Exercise: For this task, retype the records below exactly.

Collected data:
+--

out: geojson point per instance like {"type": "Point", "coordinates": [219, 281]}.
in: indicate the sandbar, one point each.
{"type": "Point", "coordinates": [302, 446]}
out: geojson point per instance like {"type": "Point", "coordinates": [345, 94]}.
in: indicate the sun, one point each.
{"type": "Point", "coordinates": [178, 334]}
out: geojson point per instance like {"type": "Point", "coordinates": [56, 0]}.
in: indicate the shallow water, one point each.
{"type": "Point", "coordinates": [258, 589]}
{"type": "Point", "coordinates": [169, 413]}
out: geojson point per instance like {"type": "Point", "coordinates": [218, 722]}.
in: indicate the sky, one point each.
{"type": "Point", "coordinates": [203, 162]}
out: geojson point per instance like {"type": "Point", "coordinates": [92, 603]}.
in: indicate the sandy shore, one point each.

+--

Worked solution:
out: geojson point per instance like {"type": "Point", "coordinates": [219, 281]}.
in: indicate the sandbar, one point each.
{"type": "Point", "coordinates": [302, 446]}
out: geojson point per instance like {"type": "Point", "coordinates": [345, 94]}.
in: indicate the sun, one point each.
{"type": "Point", "coordinates": [178, 334]}
out: geojson point per instance like {"type": "Point", "coordinates": [56, 0]}.
in: indicate the shallow water, one point each.
{"type": "Point", "coordinates": [258, 589]}
{"type": "Point", "coordinates": [169, 413]}
out: geojson point per instance like {"type": "Point", "coordinates": [218, 722]}.
in: indicate the sky, one point each.
{"type": "Point", "coordinates": [203, 162]}
out: geojson point per instance like {"type": "Point", "coordinates": [92, 603]}.
in: indicate the sandy shore, one point each.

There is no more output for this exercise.